• [Page text]:
■ ■ ■

I had seen public service announcements and fundraising efforts throughout my pregnancy, never dreaming that their work would apply to me. When Erikson was in the NICU, I looked up their website, which provided guidance and hope.

How have they helped you? 

Without the March of Dimes, the research and training that saved my baby’s life wouldn’t have been there. Our hospital was well equipped and able to care for him without us having to travel. March of Dimes continues to fund research and support the health of mothers and babies, and without their funding, we may not have had the amazing outcomes for our son that we did.

How do you give back? 

We created a family team, “Erikson’s Vikings,” last year, and were beyond thrilled how friends and family came together to donate and raise money, as well as awareness of the March of Dimes. This year, we are serving as the Palm Beach County Ambassador family, and are sharing our story with the entire community as we continue to raise funds with our team as we prepare for the March for Babies.

Can you tell me why March of Dimes is important to you?

■ ■ ■

• [Description of the task]:
List every interview question that appears in the March of Dimes text. Draw only on the March of Dimes text, with no outside knowledge.

• [Data block]:
■ ■ ■

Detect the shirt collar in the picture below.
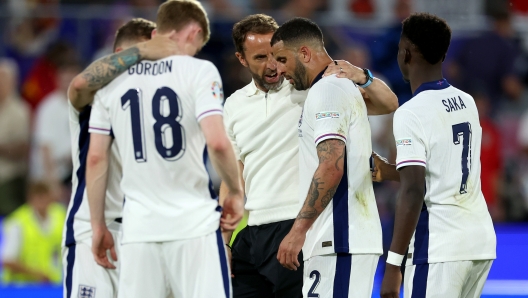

■ ■ ■

• [Your response]:
- How have they helped you?
- How do you give back?
- Can you tell me why March of Dimes is important to you?